* [TASK TO CARRY OUT]
Only a slice of the listing below is wanted. Retype the lines from the one containing "Practice step: locate the neck" through the one containing "Practice step: locate the woman", exactly, both ends included.

* [ENTRIES SUPPLIED]
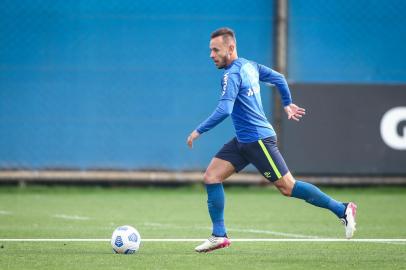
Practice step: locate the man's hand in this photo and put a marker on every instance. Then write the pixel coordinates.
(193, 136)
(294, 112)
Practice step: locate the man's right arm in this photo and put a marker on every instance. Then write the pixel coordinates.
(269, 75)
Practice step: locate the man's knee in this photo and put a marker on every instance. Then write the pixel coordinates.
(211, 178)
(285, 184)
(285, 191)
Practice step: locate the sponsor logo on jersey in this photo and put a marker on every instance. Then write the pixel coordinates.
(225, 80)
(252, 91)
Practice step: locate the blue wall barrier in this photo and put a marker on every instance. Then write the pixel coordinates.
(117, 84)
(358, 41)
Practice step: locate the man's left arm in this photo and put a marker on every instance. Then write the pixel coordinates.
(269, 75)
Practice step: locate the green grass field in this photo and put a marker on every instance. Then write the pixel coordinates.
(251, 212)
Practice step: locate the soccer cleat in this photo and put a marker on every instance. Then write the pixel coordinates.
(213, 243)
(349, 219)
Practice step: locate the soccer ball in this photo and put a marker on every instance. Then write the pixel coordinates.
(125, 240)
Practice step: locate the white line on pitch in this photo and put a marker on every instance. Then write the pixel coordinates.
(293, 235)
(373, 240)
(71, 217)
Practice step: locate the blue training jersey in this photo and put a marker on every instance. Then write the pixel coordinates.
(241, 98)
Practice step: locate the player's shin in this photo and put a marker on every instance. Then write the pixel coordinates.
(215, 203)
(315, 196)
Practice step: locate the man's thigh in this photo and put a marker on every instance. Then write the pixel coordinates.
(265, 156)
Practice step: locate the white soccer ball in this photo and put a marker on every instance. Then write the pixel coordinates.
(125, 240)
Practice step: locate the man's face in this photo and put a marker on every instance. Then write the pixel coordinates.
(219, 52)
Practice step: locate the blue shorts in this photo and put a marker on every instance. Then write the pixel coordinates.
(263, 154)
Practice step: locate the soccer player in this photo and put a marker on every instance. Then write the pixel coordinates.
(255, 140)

...

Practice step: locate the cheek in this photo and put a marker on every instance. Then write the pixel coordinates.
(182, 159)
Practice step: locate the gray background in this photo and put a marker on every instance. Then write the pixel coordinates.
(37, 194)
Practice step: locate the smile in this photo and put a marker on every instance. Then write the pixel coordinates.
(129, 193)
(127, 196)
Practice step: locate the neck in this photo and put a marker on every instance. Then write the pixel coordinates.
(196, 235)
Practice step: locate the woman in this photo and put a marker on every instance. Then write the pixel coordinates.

* [WRITTEN SOLUTION]
Practice step: locate the neck in this photo and put a marker on every instance. Then write the pixel coordinates.
(196, 235)
Practice step: locate the woman in this photo and put a marker on every instance. Then write the pixel coordinates.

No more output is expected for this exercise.